List every line of the items below that contains the word "separated", copying each line in full.

_Bounding-box records_.
** BEGIN **

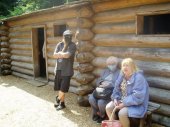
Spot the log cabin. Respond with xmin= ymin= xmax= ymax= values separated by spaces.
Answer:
xmin=0 ymin=0 xmax=170 ymax=126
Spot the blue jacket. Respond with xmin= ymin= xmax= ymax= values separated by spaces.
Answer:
xmin=111 ymin=71 xmax=149 ymax=118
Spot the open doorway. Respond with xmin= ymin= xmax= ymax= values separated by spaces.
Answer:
xmin=32 ymin=27 xmax=47 ymax=81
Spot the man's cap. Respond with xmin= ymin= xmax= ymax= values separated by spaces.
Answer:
xmin=63 ymin=30 xmax=72 ymax=35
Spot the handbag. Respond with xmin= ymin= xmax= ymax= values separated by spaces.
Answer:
xmin=101 ymin=107 xmax=123 ymax=127
xmin=93 ymin=87 xmax=113 ymax=99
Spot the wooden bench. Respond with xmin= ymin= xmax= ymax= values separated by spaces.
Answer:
xmin=140 ymin=102 xmax=161 ymax=127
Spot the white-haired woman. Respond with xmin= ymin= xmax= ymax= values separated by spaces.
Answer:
xmin=106 ymin=58 xmax=149 ymax=127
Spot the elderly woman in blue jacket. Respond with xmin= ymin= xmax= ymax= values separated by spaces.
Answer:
xmin=106 ymin=58 xmax=149 ymax=127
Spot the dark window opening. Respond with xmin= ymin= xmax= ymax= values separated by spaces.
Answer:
xmin=142 ymin=14 xmax=170 ymax=34
xmin=54 ymin=25 xmax=66 ymax=37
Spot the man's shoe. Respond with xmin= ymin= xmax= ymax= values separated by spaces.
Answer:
xmin=92 ymin=115 xmax=100 ymax=121
xmin=56 ymin=102 xmax=66 ymax=111
xmin=54 ymin=96 xmax=60 ymax=108
xmin=97 ymin=117 xmax=105 ymax=124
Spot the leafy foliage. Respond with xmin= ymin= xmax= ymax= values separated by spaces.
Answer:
xmin=0 ymin=0 xmax=78 ymax=19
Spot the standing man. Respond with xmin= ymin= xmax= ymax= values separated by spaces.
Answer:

** END **

_OUTPUT OF THE TASK_.
Spot the log cabin. Respond with xmin= ymin= xmax= ymax= values separated by spaces.
Spot the blue jacket. Respond with xmin= ymin= xmax= ymax= values separated by spaces.
Spot the open doorway. Respond with xmin= ymin= xmax= ymax= values separated by spaces.
Spot the man's cap. Respond with xmin= ymin= xmax= ymax= values separated by spaces.
Spot the handbag. Respond with xmin= ymin= xmax= ymax= values separated by spaces.
Spot the wooden bench. Respond with xmin= ymin= xmax= ymax= values separated by spaces.
Spot the white-haired woman. Respond with xmin= ymin= xmax= ymax= values separated by spaces.
Spot the elderly woman in blue jacket. Respond with xmin= ymin= xmax= ymax= values separated by spaces.
Spot the dark window opening. Respond with xmin= ymin= xmax= ymax= values separated by spaces.
Spot the man's shoe. Respond with xmin= ymin= xmax= ymax= values separated by spaces.
Spot the leafy foliage. Respond with xmin= ymin= xmax= ymax= values separated by spaces.
Spot the standing man. Respond with xmin= ymin= xmax= ymax= values separated by spaces.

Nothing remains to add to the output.